▶ **EJERCICIO ESCRITO A**: Filtra las entradas de abajo y copia cada línea que contenga la palabra "covered".

▶ **FRAGMENTO SELECCIONADO**:
——

Por otra parte, la Comisión no fue propiamente una herramienta de justicia transicional, dado que no tuvo la facultad de investigar crímenes perpetrados durante el conflicto armado, sino delitos atribuibles a la delincuencia organizada vigente (Call y Hallock 2020; Maihold 2016). De este modo, la CICIG promovió la acción penal contra delitos tales como manipulación del sistema de justicia, corrupción en las esferas gubernamentales, financiamiento electoral ilícito, narcotráfico y tráfico ilícito de mercancías y personas. Además de ello, participó en el entrenamiento de operadores de justicia, diseñó una Fiscalía Especializada Contra la Impunidad (FECI) al interior del Ministerio Público y promovió la creación de tribunales especializados para juzgar delitos de alto impacto, entre otras acciones. Por estas razones, y pese a no ser una herramienta de justicia transicional, el modelo de la CICIG ofrece evidencias sobre los alcances y desafíos que puede enfrentar la adopción de iniciativas internacionales orientadas al fortalecimiento del Estado de derecho en contextos de violencia.
IV. Desafíos y lecciones de una institución orientada a la persecución penal
¿Qué podemos aprender de la puesta en práctica de la CICIG? La Comisión tenía un mandato amplio que no solo incluía la facultad para promover la persecución penal de delitos complejos, sino impulsar también reformas institucionales -entre las que se encuentran aquellas necesarias para fortalecer las capacidades acusatorias locales- y construir capacidades por medio de la modernización de técnicas y protocolos de investigación. Sin lugar a dudas, los desafíos de una misión con un extenso campo de labores fueron múltiples y serían inabarcables en este espacio. En adelante nos enfocamos únicamente en aspectos básicos referentes a su mandato, así como a los principales retos jurídicos y políticos de su adopción. Considerando que cualquier diseño institucional basado en experiencias previas requerirá ajustar sus contenidos a la realidad situacional donde se vaya a implementar, lo que viene a continuación es un esbozo de las lecciones que podemos extraer con miras a la creación de una institución similar en México.
1. Definición y delimitación del problema y objetivos
Un primer reto que todo diseño institucional enfrenta es la definición del problema al que se busca dar una alternativa de solución. Esto requiere la delimitación de objetivos, funciones y criterios para poner en práctica procesos investigativos.
El antecedente inmediato de la CICIG -CICIACS- se erigió como instrumento que las organizaciones guatemaltecas de derechos humanos promovieron para su defensa en un marco de crecientes ataques. Si bien los denominados cuerpos ilegales y aparatos clandestinos de seguridad se convirtieron en el blanco de la CICIG (identificados como estructuras que afectan el goce y ejercicio de los derechos civiles y políticos), la amplia definición de estas estructuras dificultó determinar qué significaban en la práctica y a quiénes se debía investigar.

——

▶ **DATOS PROPORCIONADOS**:
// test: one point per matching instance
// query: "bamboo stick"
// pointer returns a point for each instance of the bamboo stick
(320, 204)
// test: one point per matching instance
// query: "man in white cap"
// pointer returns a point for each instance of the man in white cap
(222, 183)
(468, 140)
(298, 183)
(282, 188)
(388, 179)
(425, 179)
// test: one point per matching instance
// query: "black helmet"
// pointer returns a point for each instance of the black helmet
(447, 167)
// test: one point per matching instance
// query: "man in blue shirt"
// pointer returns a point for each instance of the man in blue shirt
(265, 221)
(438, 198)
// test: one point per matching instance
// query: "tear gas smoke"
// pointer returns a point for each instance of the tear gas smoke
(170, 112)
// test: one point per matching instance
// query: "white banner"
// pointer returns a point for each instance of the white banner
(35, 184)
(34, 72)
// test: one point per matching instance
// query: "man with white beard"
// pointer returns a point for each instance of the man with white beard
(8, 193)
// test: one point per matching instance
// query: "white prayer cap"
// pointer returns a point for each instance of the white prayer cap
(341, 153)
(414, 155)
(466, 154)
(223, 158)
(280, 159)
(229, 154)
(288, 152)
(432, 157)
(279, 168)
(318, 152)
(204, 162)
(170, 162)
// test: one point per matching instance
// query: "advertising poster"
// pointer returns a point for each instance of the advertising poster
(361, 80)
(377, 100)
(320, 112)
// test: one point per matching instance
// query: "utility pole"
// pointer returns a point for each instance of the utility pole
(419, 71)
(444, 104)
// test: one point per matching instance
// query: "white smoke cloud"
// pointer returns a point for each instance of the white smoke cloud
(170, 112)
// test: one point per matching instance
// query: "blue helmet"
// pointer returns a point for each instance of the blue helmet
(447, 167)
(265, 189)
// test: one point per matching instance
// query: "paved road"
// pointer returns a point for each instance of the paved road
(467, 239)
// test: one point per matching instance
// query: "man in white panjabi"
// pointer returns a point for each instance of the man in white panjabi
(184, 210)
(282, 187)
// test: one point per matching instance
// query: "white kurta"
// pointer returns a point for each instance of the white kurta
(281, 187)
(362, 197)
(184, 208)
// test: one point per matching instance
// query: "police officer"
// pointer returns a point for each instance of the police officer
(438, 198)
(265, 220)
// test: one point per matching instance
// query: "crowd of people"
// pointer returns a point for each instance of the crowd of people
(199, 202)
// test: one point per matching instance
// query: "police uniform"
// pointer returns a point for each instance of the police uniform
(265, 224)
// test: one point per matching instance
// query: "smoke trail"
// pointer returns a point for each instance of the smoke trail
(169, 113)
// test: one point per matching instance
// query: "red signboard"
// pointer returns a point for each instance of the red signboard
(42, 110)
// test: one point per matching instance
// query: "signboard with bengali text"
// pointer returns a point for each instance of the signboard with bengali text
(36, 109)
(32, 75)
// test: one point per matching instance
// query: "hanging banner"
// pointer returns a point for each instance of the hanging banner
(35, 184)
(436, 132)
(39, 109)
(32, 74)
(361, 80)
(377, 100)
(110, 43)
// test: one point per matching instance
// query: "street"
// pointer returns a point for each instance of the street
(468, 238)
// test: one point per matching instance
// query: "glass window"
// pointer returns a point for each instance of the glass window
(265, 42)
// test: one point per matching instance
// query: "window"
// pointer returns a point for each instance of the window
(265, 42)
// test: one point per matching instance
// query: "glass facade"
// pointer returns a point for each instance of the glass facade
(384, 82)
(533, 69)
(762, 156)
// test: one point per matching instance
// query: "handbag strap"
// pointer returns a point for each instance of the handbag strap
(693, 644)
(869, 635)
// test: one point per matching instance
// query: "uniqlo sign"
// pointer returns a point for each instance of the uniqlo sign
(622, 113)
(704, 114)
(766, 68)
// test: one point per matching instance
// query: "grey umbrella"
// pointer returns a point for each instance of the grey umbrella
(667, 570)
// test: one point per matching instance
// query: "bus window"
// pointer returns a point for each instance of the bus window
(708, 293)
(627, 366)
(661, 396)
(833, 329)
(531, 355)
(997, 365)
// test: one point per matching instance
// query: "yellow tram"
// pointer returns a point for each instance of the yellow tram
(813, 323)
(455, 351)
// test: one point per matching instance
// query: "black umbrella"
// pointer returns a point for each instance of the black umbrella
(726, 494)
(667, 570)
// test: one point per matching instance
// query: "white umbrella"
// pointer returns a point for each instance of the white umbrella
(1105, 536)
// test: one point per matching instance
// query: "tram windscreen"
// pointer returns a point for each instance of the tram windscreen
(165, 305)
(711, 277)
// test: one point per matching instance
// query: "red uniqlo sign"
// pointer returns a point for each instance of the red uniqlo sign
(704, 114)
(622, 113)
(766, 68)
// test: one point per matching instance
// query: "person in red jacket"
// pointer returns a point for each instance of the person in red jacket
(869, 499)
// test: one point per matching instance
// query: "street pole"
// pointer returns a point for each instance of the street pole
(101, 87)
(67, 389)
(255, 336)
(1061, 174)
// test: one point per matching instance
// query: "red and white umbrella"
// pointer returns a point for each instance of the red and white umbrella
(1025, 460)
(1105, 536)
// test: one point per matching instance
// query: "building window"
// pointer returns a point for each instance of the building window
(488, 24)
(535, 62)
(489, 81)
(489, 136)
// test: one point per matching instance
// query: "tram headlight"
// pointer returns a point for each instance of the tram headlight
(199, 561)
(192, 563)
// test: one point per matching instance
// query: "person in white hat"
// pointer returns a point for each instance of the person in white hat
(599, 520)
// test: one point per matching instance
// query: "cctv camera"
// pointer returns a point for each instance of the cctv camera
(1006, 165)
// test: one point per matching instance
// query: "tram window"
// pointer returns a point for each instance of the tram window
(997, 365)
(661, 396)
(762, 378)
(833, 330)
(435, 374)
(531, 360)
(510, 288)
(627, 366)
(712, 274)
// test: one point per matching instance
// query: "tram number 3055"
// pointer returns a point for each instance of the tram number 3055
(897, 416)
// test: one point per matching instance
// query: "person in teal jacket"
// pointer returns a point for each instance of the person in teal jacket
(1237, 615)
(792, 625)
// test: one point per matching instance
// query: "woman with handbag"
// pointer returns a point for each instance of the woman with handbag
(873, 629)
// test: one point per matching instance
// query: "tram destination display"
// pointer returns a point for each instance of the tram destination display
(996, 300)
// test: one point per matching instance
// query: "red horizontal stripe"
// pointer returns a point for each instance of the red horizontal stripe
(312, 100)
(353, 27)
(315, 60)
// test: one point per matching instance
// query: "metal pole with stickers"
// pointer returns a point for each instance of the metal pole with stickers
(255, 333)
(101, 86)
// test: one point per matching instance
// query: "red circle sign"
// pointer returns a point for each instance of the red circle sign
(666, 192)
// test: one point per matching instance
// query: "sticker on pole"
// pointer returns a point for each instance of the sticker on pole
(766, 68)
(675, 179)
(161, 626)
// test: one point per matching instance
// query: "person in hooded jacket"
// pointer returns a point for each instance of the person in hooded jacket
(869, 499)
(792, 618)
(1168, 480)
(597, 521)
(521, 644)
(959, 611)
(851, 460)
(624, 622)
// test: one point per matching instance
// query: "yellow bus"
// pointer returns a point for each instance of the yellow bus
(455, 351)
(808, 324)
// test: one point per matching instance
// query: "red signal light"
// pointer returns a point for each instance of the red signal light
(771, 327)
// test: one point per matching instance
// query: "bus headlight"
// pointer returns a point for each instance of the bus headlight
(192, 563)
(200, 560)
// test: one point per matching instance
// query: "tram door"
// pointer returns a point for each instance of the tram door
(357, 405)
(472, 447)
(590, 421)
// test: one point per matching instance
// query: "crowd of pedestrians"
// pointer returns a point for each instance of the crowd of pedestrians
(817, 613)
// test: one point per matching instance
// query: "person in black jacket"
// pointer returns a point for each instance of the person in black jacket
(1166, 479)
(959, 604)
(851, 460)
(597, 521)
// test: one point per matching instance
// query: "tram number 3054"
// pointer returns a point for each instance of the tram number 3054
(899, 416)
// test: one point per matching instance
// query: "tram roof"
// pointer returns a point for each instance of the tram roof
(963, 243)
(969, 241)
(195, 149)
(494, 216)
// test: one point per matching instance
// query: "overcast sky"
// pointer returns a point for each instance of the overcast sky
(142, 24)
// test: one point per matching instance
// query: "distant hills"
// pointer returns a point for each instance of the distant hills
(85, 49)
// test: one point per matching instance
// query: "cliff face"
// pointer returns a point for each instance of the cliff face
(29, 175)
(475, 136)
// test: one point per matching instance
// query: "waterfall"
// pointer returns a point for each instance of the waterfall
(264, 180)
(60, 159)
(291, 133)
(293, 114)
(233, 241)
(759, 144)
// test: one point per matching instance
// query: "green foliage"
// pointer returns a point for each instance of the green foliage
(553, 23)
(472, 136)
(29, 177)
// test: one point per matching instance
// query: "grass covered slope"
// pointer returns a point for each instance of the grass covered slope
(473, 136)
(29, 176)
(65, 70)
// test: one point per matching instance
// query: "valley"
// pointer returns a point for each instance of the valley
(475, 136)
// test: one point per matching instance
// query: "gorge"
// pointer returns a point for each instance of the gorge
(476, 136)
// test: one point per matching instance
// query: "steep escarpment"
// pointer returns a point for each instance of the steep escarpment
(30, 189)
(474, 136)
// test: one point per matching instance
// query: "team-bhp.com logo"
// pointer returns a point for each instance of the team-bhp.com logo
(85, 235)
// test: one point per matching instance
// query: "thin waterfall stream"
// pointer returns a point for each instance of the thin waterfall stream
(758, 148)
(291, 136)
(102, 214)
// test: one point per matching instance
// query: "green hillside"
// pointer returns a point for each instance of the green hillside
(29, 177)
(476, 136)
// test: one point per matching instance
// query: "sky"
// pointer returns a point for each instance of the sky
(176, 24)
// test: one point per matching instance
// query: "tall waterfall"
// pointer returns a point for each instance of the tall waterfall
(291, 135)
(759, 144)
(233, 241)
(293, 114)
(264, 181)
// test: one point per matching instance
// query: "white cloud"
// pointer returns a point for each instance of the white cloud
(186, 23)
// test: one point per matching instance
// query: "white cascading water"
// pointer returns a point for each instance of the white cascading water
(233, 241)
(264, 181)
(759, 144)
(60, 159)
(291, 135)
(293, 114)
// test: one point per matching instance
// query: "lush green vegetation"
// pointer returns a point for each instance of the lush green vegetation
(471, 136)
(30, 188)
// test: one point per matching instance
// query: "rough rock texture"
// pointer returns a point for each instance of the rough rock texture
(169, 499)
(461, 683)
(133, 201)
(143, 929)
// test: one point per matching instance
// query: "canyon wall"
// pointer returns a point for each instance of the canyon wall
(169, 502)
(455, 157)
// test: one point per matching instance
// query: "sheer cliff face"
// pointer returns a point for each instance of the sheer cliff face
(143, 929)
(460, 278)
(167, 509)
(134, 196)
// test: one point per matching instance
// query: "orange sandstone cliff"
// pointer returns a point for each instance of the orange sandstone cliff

——

▶ **EJERCICIO ESCRITO B**: Transcribe sin cambios el pasaje del fragmento sobre la CICIG, empezando por "1. Definición y" y siguiendo hasta "práctica procesos investigativos.".

▶ **RESULTADO FINAL A**:
// query: "grass covered slope"
// pointer returns a point for each instance of the grass covered slope

▶ **RESULTADO FINAL B**:
1. Definición y delimitación del problema y objetivos
Un primer reto que todo diseño institucional enfrenta es la definición del problema al que se busca dar una alternativa de solución. Esto requiere la delimitación de objetivos, funciones y criterios para poner en práctica procesos investigativos.